Referring expression pointing data:
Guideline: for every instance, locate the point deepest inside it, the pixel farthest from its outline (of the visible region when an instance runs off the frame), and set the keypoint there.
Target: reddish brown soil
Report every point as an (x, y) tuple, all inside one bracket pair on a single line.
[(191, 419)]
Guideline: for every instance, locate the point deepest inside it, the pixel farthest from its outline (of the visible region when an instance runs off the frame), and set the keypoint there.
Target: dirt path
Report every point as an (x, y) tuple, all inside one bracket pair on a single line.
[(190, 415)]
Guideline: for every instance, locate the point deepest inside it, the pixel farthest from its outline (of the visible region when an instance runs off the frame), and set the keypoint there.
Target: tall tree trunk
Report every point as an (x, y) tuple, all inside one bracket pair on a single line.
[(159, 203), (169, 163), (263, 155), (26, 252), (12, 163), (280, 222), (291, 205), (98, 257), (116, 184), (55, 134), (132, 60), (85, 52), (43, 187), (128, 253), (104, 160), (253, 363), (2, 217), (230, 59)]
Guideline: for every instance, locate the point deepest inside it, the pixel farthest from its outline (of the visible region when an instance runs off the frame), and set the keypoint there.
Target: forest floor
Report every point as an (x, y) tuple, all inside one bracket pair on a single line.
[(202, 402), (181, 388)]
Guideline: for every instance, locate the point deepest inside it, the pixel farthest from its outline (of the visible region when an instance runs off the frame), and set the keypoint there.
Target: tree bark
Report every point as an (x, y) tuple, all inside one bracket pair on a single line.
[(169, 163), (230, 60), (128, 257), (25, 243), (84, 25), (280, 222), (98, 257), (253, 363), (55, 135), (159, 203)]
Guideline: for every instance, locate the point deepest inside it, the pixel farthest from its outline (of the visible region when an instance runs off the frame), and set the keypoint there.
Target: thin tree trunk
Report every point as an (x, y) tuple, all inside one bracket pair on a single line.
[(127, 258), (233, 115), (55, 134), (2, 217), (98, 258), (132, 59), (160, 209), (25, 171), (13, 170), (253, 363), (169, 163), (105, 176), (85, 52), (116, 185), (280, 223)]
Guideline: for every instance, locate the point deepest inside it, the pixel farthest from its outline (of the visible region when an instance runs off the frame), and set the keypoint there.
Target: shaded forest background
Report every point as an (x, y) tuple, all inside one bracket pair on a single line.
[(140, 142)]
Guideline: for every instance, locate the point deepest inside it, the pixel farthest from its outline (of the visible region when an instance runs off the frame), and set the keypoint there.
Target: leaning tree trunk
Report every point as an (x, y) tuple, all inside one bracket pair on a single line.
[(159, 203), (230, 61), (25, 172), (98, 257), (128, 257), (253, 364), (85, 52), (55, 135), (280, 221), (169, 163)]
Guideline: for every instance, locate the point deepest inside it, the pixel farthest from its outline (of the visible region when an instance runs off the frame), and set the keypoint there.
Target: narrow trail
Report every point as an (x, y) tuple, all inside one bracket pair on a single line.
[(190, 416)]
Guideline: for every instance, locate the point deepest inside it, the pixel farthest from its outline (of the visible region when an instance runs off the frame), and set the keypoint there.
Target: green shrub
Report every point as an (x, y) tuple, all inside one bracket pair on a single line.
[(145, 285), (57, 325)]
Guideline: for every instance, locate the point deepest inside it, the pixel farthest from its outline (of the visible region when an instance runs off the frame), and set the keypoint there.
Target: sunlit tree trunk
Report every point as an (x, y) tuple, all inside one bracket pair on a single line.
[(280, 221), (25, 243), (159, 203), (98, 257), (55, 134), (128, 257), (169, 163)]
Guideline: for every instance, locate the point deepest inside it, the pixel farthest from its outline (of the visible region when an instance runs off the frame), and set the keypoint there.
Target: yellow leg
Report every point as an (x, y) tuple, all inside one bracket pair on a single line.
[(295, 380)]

---

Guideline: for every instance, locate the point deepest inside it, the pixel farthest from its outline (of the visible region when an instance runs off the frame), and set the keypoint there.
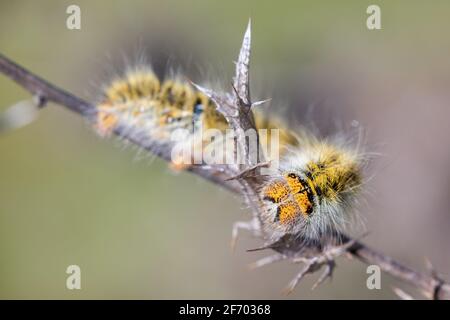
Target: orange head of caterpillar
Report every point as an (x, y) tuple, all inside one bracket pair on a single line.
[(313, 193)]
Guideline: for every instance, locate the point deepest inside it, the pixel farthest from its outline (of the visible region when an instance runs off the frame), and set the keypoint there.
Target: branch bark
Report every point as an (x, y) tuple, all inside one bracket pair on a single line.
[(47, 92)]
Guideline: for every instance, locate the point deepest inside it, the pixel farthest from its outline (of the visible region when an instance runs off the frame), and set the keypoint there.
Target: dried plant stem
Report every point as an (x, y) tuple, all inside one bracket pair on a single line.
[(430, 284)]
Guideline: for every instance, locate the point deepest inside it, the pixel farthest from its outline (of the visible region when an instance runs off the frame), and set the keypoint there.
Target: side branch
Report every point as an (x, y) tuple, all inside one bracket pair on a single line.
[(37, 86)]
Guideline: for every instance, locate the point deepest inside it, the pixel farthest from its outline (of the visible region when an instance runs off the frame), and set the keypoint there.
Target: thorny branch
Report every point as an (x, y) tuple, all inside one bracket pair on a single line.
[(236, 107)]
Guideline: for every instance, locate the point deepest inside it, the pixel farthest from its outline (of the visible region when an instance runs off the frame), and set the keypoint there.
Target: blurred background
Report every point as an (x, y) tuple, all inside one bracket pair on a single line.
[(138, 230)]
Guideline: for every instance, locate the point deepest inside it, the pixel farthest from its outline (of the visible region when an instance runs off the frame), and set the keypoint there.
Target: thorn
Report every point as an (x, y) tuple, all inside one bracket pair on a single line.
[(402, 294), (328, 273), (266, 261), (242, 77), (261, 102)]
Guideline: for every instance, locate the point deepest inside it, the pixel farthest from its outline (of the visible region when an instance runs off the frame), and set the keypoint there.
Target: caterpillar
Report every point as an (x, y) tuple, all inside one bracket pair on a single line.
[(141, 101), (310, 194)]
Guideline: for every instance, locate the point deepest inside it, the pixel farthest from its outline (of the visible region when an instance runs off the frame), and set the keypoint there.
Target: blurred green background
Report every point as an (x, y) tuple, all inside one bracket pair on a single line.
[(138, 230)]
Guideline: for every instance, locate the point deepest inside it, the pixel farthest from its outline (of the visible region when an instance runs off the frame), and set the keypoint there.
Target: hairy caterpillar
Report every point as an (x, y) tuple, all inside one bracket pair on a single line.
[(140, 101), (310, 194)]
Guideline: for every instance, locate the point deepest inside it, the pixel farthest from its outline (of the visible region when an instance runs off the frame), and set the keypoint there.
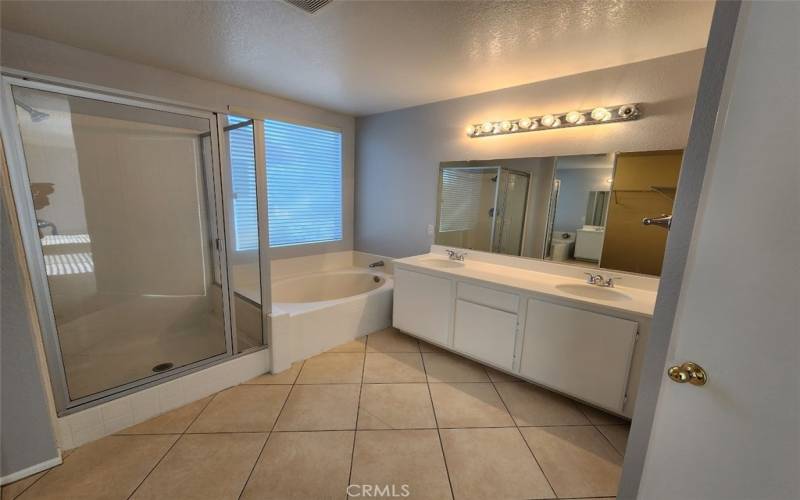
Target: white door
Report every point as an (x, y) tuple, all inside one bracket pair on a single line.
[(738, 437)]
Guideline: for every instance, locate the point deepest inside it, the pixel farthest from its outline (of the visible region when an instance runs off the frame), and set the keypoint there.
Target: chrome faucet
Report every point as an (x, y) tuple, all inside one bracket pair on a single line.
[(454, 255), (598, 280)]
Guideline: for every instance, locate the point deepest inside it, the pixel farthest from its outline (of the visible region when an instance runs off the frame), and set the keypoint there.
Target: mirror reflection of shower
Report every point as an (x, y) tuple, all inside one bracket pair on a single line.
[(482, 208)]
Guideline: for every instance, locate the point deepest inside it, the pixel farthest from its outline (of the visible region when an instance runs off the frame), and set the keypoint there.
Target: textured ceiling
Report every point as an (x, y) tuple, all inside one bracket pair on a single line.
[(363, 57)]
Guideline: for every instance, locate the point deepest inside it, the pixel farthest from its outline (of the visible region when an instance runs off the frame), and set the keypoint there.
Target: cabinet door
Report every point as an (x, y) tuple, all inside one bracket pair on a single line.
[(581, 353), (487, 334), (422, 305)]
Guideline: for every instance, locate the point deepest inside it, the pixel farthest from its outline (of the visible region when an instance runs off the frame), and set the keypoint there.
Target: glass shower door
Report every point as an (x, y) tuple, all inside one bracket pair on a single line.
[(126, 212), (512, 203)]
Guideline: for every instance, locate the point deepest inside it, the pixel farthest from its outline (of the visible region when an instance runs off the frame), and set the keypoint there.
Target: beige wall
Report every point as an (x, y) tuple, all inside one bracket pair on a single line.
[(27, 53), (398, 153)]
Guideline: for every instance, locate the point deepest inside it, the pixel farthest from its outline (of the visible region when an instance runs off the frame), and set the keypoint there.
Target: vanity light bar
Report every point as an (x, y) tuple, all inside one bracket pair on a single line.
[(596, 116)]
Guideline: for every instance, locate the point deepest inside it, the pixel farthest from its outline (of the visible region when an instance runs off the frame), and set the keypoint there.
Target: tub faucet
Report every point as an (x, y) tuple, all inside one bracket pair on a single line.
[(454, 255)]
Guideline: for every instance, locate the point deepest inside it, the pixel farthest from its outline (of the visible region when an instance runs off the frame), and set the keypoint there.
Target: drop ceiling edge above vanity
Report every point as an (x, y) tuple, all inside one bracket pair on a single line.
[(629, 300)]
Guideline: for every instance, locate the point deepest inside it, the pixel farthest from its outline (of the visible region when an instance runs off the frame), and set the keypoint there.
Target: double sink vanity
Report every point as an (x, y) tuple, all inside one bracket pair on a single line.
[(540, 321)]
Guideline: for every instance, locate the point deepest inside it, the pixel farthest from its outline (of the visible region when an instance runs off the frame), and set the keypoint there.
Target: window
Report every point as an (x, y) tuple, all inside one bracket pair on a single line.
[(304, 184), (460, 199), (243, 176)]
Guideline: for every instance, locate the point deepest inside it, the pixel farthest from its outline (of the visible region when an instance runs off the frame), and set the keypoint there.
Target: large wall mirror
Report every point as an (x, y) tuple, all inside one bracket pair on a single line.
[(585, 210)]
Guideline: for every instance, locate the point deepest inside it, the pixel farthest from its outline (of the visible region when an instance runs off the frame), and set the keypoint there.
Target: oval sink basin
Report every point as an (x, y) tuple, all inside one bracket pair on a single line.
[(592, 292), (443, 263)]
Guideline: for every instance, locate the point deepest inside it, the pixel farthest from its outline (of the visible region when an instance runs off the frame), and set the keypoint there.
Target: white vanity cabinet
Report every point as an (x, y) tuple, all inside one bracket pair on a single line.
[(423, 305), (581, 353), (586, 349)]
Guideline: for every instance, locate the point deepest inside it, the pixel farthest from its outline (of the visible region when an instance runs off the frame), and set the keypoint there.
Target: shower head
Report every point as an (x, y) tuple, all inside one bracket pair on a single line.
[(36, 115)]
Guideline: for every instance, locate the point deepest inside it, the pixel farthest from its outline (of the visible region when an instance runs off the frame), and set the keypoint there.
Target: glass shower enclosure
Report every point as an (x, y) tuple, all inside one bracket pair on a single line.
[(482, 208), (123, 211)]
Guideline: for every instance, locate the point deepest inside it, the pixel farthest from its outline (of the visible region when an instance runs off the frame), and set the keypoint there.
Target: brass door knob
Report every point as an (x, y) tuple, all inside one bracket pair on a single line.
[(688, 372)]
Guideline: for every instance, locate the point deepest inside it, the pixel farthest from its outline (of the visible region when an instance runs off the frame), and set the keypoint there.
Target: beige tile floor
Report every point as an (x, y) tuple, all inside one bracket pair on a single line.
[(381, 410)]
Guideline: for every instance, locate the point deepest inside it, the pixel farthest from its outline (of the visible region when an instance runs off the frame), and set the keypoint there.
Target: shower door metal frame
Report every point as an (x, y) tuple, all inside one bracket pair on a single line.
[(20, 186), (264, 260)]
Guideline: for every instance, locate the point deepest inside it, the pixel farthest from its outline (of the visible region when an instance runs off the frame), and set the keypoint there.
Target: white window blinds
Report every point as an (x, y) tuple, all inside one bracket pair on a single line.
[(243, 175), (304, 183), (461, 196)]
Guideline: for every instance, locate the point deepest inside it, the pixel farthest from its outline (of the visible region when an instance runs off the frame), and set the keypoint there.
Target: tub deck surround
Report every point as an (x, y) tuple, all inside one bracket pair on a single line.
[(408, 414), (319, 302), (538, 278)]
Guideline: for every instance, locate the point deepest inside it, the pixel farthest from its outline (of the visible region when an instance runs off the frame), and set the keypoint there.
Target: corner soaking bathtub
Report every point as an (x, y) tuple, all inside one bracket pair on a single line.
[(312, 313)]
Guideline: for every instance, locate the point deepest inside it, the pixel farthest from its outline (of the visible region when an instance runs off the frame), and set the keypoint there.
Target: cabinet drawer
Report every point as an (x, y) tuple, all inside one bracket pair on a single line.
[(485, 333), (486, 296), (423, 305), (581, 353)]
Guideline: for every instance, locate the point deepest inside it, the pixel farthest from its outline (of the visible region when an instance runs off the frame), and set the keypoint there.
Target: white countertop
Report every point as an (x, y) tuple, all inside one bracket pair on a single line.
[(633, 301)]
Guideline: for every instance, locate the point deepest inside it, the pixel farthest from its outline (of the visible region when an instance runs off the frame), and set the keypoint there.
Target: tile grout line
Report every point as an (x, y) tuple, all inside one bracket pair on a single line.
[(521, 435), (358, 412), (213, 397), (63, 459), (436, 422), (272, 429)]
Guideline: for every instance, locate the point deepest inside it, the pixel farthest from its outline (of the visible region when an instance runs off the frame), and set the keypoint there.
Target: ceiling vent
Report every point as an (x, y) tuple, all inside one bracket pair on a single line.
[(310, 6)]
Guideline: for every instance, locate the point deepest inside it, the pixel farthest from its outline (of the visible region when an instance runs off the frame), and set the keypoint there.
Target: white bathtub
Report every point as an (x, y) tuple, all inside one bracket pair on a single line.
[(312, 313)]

WHAT NEEDS TO BE DONE:
Some lines above hold the word "white". Copy all of them.

OUTPUT BELOW:
Target: white door
Target: white vanity cabinet
Target: white window blinds
Target: white countertop
Target: white bathtub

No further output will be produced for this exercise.